▶ _Rows from a pointing dataset_:
..............................

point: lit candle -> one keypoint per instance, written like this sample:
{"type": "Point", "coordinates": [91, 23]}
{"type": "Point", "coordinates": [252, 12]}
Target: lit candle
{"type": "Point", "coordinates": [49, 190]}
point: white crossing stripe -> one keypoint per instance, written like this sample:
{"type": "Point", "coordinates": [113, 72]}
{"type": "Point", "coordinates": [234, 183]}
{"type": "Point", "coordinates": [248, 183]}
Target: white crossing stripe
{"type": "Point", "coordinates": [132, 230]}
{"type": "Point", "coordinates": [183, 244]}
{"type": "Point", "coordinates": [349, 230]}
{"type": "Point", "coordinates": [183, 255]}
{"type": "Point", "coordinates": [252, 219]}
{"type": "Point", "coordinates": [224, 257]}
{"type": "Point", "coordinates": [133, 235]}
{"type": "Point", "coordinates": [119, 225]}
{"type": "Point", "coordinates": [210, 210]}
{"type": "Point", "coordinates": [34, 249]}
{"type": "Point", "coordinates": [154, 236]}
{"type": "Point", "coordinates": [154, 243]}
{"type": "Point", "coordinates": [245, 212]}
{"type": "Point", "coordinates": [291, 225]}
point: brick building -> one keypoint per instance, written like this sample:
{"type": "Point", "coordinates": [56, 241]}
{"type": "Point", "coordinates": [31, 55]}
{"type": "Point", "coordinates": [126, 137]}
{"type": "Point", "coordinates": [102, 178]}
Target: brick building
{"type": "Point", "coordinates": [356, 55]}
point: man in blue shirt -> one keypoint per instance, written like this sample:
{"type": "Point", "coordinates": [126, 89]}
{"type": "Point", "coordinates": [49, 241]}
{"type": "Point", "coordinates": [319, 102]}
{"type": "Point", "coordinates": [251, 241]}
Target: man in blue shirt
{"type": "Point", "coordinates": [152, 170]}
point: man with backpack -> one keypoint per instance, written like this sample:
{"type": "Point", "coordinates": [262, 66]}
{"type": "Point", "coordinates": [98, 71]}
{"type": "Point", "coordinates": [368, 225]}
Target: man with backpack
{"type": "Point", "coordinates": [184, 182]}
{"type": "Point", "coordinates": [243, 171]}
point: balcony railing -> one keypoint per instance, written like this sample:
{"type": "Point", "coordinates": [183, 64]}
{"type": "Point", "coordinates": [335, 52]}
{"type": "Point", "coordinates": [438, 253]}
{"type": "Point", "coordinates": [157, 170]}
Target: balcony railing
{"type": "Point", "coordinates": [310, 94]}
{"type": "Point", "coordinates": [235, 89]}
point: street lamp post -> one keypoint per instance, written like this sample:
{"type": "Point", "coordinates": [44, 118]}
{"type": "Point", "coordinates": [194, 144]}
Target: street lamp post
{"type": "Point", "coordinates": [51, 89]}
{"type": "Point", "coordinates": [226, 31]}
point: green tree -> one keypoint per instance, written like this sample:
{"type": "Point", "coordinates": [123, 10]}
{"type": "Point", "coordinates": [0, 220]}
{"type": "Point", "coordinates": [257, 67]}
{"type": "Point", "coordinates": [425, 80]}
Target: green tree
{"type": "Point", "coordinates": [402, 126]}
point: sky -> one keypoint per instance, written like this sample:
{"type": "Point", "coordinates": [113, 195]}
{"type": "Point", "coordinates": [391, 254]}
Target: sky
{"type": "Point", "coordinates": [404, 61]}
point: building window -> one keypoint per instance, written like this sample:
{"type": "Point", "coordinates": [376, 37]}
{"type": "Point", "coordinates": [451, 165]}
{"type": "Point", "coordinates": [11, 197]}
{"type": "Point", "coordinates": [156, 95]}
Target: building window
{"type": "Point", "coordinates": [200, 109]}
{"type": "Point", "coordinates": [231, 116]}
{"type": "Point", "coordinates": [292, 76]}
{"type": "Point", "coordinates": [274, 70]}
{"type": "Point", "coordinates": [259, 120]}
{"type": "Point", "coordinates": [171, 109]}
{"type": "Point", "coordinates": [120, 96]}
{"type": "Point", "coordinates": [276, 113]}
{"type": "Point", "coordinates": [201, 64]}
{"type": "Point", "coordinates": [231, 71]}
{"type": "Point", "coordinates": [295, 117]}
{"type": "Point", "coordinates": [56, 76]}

..............................

▶ _AIM OF THE EXERCISE_: Rewrite all of the items above, swapping "Target" for "Label" each time it occurs and keeping the rest unchanged.

▶ _OUTPUT FOR THIS EXERCISE_:
point: lit candle -> one keypoint per instance, written like this sample:
{"type": "Point", "coordinates": [91, 23]}
{"type": "Point", "coordinates": [252, 12]}
Label: lit candle
{"type": "Point", "coordinates": [49, 190]}
point: white crossing stripe -> one keypoint per instance, written like this sample:
{"type": "Point", "coordinates": [113, 72]}
{"type": "Point", "coordinates": [234, 183]}
{"type": "Point", "coordinates": [248, 183]}
Label: white crossing stripe
{"type": "Point", "coordinates": [132, 230]}
{"type": "Point", "coordinates": [183, 244]}
{"type": "Point", "coordinates": [349, 230]}
{"type": "Point", "coordinates": [183, 255]}
{"type": "Point", "coordinates": [252, 219]}
{"type": "Point", "coordinates": [224, 257]}
{"type": "Point", "coordinates": [133, 235]}
{"type": "Point", "coordinates": [119, 225]}
{"type": "Point", "coordinates": [210, 210]}
{"type": "Point", "coordinates": [34, 249]}
{"type": "Point", "coordinates": [154, 236]}
{"type": "Point", "coordinates": [154, 243]}
{"type": "Point", "coordinates": [245, 212]}
{"type": "Point", "coordinates": [291, 225]}
point: brick building -> one keypoint per instance, written like this sample:
{"type": "Point", "coordinates": [56, 241]}
{"type": "Point", "coordinates": [31, 55]}
{"type": "Point", "coordinates": [126, 137]}
{"type": "Point", "coordinates": [102, 178]}
Label: brick building
{"type": "Point", "coordinates": [356, 55]}
point: man in blue shirt -> one keypoint per instance, written like this sample:
{"type": "Point", "coordinates": [126, 89]}
{"type": "Point", "coordinates": [49, 241]}
{"type": "Point", "coordinates": [319, 102]}
{"type": "Point", "coordinates": [251, 241]}
Label: man in blue shirt
{"type": "Point", "coordinates": [152, 170]}
point: man with backpack -> one keypoint per instance, written like this sample:
{"type": "Point", "coordinates": [262, 66]}
{"type": "Point", "coordinates": [98, 71]}
{"type": "Point", "coordinates": [368, 225]}
Label: man with backpack
{"type": "Point", "coordinates": [184, 182]}
{"type": "Point", "coordinates": [243, 171]}
point: balcony railing -> one keypoint per instance, written like this sample:
{"type": "Point", "coordinates": [183, 64]}
{"type": "Point", "coordinates": [335, 52]}
{"type": "Point", "coordinates": [438, 253]}
{"type": "Point", "coordinates": [157, 170]}
Label: balcony railing
{"type": "Point", "coordinates": [310, 94]}
{"type": "Point", "coordinates": [235, 89]}
point: street lamp post -> one keypoint per instance, written like this sample:
{"type": "Point", "coordinates": [44, 118]}
{"type": "Point", "coordinates": [194, 144]}
Label: street lamp post
{"type": "Point", "coordinates": [51, 89]}
{"type": "Point", "coordinates": [226, 31]}
point: green tree -> one keypoint per instance, written like this sample:
{"type": "Point", "coordinates": [123, 10]}
{"type": "Point", "coordinates": [0, 220]}
{"type": "Point", "coordinates": [257, 67]}
{"type": "Point", "coordinates": [425, 80]}
Label: green tree
{"type": "Point", "coordinates": [402, 126]}
point: sky -> one keypoint per instance, written like this sample:
{"type": "Point", "coordinates": [113, 195]}
{"type": "Point", "coordinates": [391, 254]}
Label: sky
{"type": "Point", "coordinates": [404, 61]}
point: building window -> one keypoint per instance, written like this sample:
{"type": "Point", "coordinates": [376, 37]}
{"type": "Point", "coordinates": [451, 165]}
{"type": "Point", "coordinates": [11, 197]}
{"type": "Point", "coordinates": [156, 95]}
Label: building window
{"type": "Point", "coordinates": [200, 109]}
{"type": "Point", "coordinates": [231, 116]}
{"type": "Point", "coordinates": [292, 76]}
{"type": "Point", "coordinates": [274, 70]}
{"type": "Point", "coordinates": [259, 120]}
{"type": "Point", "coordinates": [171, 109]}
{"type": "Point", "coordinates": [120, 96]}
{"type": "Point", "coordinates": [276, 113]}
{"type": "Point", "coordinates": [201, 64]}
{"type": "Point", "coordinates": [231, 71]}
{"type": "Point", "coordinates": [295, 117]}
{"type": "Point", "coordinates": [56, 76]}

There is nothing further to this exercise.